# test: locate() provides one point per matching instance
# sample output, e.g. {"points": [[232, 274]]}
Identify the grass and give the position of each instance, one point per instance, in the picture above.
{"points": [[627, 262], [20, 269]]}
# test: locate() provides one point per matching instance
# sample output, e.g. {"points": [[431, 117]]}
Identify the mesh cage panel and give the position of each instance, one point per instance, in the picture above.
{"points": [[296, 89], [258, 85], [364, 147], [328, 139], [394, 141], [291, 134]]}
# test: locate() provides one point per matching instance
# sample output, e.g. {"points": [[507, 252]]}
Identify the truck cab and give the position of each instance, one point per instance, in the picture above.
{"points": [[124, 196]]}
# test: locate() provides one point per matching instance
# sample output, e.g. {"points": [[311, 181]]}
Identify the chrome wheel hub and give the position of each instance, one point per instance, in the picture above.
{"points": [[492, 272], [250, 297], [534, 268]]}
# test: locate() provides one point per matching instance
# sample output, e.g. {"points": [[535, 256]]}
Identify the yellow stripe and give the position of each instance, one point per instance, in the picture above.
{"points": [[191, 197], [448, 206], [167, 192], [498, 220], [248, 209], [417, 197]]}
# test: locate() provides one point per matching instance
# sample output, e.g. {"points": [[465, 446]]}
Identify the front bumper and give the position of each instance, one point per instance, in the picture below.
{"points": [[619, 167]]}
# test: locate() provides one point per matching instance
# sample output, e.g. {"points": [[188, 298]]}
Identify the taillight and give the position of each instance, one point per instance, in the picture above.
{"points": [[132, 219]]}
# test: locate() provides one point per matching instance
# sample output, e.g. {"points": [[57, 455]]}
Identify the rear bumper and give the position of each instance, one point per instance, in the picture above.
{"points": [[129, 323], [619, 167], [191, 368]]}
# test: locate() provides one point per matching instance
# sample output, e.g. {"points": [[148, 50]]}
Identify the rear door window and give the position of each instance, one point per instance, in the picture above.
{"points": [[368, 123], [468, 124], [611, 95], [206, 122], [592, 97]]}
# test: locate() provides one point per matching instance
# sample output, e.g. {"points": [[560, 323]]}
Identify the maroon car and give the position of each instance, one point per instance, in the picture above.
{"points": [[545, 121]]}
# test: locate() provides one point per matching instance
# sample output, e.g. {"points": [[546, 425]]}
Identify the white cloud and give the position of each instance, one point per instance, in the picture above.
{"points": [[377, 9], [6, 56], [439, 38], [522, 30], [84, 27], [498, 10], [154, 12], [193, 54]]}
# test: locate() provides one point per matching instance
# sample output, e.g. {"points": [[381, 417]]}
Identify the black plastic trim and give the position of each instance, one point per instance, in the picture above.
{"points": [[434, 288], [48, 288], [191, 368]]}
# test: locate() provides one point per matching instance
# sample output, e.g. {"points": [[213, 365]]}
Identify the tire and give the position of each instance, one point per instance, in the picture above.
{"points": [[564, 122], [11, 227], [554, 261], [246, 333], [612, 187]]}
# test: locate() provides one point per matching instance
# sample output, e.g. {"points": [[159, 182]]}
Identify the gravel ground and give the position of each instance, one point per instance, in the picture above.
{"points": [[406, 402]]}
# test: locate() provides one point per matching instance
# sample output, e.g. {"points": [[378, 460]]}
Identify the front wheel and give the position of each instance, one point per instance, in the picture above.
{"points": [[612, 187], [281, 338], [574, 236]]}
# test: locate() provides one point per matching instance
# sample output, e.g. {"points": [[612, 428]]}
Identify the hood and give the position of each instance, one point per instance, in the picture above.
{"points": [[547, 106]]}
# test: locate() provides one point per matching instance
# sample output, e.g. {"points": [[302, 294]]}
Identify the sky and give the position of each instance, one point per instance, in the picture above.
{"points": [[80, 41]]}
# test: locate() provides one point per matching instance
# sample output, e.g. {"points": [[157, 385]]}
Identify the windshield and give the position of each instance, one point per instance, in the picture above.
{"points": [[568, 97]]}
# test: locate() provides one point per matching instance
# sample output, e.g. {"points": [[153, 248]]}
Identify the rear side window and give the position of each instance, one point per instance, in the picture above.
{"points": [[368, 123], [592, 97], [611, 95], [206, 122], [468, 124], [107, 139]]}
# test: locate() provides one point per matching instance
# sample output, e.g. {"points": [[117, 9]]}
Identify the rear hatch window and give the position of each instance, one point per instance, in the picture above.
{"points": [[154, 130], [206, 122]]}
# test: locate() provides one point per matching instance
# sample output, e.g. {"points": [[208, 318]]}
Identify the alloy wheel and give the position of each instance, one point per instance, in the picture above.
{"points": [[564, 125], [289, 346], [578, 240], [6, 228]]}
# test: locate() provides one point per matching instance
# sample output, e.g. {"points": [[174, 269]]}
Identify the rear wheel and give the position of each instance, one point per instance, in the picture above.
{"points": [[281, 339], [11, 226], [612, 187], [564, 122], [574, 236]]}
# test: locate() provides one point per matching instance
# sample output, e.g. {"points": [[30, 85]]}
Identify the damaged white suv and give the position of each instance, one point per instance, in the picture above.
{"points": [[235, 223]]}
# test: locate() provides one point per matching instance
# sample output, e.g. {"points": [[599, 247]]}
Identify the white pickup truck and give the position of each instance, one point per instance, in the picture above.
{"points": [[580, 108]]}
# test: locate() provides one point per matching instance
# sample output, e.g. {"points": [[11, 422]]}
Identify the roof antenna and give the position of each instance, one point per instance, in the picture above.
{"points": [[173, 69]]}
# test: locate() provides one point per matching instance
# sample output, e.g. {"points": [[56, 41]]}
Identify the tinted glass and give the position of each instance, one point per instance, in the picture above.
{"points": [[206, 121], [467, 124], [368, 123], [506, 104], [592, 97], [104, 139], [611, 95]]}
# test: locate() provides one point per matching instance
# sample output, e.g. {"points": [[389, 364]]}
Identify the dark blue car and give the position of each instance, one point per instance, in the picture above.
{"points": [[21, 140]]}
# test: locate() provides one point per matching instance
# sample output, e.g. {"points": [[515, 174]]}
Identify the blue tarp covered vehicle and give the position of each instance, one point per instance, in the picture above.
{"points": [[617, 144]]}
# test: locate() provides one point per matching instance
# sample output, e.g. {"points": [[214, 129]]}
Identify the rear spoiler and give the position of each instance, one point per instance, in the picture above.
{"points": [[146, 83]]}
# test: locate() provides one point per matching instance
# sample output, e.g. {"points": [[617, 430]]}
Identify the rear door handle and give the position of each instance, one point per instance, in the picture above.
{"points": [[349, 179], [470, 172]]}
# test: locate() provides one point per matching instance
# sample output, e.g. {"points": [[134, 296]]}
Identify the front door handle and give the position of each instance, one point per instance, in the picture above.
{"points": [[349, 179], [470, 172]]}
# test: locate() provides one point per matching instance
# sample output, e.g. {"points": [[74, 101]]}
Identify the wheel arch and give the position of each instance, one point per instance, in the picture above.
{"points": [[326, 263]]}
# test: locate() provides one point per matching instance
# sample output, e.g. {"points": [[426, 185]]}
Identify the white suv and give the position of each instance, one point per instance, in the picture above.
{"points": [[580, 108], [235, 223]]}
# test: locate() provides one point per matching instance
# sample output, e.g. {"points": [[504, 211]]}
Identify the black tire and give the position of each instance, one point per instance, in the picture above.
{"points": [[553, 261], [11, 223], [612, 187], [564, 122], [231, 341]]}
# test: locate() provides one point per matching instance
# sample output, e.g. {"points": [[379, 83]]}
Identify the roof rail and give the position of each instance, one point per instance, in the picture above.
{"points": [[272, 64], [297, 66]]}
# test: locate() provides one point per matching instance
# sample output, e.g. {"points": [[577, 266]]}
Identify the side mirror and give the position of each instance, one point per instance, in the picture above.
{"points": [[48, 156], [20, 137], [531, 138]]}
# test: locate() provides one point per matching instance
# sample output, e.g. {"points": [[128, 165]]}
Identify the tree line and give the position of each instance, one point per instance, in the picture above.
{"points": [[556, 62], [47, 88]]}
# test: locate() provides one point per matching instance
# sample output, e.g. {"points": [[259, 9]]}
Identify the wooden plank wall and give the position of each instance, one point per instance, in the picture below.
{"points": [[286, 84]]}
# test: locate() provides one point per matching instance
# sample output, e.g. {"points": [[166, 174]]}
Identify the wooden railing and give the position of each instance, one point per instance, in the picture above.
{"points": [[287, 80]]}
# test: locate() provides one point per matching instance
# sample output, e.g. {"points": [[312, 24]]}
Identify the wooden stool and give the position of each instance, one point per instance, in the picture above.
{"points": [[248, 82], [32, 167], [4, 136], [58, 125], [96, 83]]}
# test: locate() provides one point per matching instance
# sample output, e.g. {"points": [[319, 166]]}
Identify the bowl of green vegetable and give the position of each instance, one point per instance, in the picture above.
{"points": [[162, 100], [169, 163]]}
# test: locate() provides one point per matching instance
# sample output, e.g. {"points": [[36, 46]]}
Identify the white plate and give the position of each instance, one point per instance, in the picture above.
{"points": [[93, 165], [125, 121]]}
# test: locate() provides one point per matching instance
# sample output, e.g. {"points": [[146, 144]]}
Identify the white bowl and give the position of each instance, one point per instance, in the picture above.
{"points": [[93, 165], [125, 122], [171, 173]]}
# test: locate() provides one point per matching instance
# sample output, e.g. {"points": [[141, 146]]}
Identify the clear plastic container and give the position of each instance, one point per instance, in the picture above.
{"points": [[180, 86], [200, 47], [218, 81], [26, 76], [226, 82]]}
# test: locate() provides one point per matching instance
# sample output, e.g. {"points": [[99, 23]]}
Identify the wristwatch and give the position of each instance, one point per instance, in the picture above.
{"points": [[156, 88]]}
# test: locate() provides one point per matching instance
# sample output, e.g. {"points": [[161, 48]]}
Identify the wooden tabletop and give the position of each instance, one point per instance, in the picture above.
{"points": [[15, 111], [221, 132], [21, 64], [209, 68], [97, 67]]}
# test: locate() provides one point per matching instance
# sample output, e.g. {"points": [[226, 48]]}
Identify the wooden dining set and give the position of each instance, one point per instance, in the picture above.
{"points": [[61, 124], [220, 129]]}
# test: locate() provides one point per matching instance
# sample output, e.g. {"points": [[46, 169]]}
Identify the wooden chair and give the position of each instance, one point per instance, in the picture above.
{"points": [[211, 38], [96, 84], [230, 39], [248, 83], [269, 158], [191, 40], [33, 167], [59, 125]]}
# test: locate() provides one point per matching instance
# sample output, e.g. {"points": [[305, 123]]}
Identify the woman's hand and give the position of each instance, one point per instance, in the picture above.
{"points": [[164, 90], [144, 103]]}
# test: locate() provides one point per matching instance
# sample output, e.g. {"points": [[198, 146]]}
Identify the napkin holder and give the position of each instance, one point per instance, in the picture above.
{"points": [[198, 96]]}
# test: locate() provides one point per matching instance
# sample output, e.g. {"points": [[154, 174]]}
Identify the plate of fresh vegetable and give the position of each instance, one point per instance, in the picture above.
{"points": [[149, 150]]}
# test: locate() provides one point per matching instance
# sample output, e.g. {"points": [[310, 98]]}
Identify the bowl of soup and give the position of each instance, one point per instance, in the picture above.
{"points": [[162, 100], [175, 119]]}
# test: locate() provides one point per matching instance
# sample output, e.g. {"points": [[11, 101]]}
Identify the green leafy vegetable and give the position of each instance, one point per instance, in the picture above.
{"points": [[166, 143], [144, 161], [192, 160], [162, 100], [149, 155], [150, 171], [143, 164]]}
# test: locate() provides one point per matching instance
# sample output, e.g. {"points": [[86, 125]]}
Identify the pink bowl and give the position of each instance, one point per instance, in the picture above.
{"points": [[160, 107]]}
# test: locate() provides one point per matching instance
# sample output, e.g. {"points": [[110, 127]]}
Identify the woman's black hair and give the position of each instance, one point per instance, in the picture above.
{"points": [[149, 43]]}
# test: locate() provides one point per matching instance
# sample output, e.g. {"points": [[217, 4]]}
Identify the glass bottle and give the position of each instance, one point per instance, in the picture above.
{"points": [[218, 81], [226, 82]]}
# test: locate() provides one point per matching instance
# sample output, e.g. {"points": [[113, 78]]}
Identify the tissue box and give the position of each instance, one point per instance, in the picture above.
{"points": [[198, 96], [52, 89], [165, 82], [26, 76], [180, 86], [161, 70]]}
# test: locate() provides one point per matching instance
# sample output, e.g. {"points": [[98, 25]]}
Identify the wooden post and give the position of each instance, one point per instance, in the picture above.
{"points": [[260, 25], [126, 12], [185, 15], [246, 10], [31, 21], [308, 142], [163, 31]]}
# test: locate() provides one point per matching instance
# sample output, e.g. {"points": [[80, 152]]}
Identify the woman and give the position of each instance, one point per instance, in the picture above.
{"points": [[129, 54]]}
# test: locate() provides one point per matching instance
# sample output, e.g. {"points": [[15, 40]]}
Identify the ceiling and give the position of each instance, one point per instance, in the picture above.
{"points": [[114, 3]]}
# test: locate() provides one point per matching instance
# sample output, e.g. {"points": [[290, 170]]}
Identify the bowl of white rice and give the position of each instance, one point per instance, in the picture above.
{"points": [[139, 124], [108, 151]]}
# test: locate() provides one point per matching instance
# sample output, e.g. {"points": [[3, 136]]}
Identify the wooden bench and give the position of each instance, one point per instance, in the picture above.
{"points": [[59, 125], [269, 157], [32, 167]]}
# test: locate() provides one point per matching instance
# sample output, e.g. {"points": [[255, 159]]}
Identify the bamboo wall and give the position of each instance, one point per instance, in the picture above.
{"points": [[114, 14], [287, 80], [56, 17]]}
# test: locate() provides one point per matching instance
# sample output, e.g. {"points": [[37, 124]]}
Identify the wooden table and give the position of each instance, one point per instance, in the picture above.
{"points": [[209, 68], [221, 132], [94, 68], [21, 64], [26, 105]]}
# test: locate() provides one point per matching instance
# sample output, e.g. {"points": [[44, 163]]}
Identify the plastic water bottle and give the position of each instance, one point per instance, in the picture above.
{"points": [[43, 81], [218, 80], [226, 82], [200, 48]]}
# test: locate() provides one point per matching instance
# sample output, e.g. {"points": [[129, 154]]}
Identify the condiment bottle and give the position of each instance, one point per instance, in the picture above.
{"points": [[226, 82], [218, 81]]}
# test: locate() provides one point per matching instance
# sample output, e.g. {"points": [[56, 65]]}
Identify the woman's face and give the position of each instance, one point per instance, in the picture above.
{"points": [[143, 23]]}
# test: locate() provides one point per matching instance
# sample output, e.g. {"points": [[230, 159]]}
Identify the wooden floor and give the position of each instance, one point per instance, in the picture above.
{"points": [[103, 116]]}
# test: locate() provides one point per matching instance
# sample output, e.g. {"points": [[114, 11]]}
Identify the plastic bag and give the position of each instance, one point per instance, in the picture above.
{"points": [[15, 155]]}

--

Short exercise – Gather every line in the material above that contains the word "glass", and copy each one in full.

The completed task –
Identify the tinted glass and give the position of each instance, one point per instance, in the picture above.
Identify the glass bottle and give the position of each instance, one point per instance, in the picture above.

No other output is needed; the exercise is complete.